* **Exercise data**:
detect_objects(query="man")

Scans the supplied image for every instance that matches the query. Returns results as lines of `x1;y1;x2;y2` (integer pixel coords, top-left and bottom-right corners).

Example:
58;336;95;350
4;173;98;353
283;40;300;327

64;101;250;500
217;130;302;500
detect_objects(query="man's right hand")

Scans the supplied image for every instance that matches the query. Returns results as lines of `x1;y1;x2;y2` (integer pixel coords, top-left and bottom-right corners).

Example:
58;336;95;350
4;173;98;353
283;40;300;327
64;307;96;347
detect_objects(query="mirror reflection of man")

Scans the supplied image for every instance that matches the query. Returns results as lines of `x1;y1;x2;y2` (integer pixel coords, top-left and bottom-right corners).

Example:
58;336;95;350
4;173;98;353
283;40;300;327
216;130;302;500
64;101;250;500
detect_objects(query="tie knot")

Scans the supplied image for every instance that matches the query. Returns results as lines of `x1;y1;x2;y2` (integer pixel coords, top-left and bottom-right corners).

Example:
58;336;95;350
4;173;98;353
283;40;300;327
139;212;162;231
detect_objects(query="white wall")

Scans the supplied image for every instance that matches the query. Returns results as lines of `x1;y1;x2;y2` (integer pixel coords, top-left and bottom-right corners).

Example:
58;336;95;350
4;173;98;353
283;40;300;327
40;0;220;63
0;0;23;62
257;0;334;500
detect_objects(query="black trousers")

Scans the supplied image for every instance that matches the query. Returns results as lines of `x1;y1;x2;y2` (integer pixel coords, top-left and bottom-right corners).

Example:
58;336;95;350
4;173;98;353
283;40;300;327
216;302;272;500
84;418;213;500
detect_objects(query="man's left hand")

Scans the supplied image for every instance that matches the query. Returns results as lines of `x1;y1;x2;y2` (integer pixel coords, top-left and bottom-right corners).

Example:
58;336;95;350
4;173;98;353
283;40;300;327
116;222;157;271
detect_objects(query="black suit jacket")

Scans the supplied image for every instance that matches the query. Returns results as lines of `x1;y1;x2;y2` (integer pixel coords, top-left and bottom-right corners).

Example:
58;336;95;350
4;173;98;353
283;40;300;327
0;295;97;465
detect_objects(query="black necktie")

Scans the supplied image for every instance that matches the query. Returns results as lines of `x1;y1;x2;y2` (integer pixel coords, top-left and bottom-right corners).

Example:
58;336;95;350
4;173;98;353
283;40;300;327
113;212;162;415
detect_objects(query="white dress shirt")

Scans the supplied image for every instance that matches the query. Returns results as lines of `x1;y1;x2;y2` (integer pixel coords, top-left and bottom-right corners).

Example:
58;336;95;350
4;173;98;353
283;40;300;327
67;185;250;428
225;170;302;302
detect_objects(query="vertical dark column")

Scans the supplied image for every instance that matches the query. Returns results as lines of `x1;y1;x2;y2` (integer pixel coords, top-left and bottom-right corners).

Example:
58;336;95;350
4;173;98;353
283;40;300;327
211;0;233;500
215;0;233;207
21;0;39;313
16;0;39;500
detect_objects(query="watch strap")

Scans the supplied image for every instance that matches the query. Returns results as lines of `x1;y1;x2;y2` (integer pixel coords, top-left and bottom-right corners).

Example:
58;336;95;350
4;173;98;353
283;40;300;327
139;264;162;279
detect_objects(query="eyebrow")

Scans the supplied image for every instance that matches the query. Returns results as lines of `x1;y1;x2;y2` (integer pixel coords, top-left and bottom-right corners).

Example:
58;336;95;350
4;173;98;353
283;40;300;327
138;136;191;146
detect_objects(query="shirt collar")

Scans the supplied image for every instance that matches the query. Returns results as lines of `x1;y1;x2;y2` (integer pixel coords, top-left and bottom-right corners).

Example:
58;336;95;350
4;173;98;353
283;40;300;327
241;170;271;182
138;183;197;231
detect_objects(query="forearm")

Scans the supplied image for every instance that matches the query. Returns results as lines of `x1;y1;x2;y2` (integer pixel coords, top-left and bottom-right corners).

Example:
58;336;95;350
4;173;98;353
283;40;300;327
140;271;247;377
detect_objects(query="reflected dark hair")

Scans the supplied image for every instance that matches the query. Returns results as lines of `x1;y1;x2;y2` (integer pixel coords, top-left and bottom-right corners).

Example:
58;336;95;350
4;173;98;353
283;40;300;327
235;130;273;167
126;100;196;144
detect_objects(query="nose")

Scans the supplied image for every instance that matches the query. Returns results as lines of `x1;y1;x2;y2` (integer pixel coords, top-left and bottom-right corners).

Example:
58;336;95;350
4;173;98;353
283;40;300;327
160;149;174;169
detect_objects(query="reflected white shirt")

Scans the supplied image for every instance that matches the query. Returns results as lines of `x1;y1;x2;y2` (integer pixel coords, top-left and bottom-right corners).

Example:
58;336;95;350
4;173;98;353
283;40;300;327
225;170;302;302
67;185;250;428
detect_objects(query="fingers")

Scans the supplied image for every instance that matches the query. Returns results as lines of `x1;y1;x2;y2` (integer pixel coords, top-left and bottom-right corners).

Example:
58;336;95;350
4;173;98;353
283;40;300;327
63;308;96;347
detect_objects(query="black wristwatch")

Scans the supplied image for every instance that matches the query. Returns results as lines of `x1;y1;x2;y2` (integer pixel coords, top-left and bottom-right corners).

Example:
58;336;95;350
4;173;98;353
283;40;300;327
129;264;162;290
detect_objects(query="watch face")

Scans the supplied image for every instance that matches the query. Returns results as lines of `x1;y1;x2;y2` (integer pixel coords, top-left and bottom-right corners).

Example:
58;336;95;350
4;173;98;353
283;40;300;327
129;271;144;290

* **To be done**: Transcribe the stretch of rows from the start through the line that contains "139;212;162;231", copying every line as it appears.

* **Exercise solution**:
detect_objects(query="man")

Scans the supplied image for every instance that matches the query. Returns results as lines of `x1;y1;x2;y2` (integer pixel coords, top-left and bottom-right corners).

Example:
58;336;95;350
4;173;98;353
283;40;300;327

64;101;250;500
217;130;302;500
detect_objects(query="man's right hand")

Scans the supplied image for every instance that matches the query. Returns results as lines of `x1;y1;x2;y2` (integer pixel coords, top-left and bottom-right corners).

Example:
58;336;95;350
4;173;98;353
283;40;300;327
64;307;96;347
detect_objects(query="mirror reflection of man")

Scans the supplied image for every instance that matches the query. Returns results as lines of `x1;y1;x2;y2` (integer pixel coords, top-left and bottom-right corners).

Example:
58;336;95;350
4;173;98;353
283;40;300;327
216;130;302;500
64;101;250;500
detect_objects(query="tie knot")

Scans the supplied image for every instance that matches the query. Returns results as lines of `x1;y1;x2;y2` (integer pixel coords, top-left and bottom-right corners).

Example:
58;336;95;350
4;173;98;353
283;40;300;327
139;212;162;231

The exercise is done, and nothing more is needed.